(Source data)
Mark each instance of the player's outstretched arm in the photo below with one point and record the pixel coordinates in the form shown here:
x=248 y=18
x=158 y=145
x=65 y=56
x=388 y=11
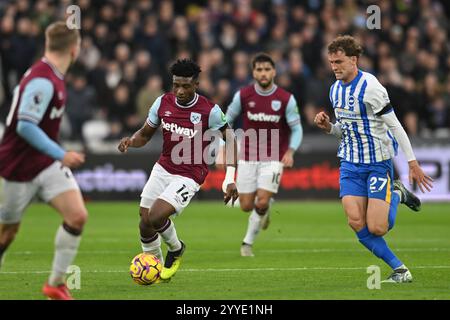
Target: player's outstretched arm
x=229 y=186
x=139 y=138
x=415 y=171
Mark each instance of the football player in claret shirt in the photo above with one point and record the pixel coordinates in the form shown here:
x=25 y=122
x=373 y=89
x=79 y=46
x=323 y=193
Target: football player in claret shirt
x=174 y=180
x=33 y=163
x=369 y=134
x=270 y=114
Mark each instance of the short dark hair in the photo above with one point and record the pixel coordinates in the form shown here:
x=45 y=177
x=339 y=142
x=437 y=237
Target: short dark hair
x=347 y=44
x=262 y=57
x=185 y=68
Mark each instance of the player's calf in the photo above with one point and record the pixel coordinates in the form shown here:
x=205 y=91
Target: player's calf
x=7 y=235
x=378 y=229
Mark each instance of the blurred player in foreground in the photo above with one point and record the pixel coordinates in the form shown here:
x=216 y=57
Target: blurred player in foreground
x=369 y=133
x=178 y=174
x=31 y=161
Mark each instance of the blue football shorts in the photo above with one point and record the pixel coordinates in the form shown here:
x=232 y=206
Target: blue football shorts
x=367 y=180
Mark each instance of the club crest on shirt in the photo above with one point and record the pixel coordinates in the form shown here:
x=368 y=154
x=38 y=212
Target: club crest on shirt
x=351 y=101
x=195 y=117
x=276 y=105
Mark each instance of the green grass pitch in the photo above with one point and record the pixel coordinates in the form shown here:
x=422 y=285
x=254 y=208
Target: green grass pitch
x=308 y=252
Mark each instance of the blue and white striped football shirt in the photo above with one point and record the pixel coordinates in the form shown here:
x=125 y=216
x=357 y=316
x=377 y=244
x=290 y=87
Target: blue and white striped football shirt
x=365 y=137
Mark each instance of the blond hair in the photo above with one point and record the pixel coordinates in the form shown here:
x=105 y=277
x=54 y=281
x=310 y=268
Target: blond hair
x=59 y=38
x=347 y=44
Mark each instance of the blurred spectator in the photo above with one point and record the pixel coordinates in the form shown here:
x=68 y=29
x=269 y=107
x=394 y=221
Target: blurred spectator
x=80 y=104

* * *

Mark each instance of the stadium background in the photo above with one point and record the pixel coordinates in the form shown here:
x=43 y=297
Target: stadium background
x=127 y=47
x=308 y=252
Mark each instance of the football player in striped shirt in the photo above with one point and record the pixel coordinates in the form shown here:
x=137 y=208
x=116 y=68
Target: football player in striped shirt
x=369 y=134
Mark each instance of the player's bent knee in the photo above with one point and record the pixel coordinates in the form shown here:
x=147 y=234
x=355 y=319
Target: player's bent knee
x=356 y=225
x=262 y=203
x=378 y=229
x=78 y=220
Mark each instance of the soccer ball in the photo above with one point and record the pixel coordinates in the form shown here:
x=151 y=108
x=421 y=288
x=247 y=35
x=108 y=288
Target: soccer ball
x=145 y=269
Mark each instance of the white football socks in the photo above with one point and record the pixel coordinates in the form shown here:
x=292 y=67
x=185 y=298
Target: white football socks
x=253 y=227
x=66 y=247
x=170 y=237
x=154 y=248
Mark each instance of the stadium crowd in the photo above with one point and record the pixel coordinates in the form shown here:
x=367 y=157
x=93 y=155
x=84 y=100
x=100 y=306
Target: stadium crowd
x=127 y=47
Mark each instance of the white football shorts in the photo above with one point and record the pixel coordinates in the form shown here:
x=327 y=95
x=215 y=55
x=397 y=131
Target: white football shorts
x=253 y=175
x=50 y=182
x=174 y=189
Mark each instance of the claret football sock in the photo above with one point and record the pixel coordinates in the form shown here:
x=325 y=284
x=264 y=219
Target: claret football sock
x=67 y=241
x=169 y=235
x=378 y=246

#### THE TASK
Copy the lines from the one containing "Mark each instance of the claret" to the one containing "x=378 y=246", both included, without any changes.

#### REPLY
Mark each instance of the claret football sock in the photo above with one point and record the pixel coordinates in the form shown here:
x=325 y=284
x=264 y=219
Target: claret football sock
x=67 y=241
x=169 y=235
x=378 y=246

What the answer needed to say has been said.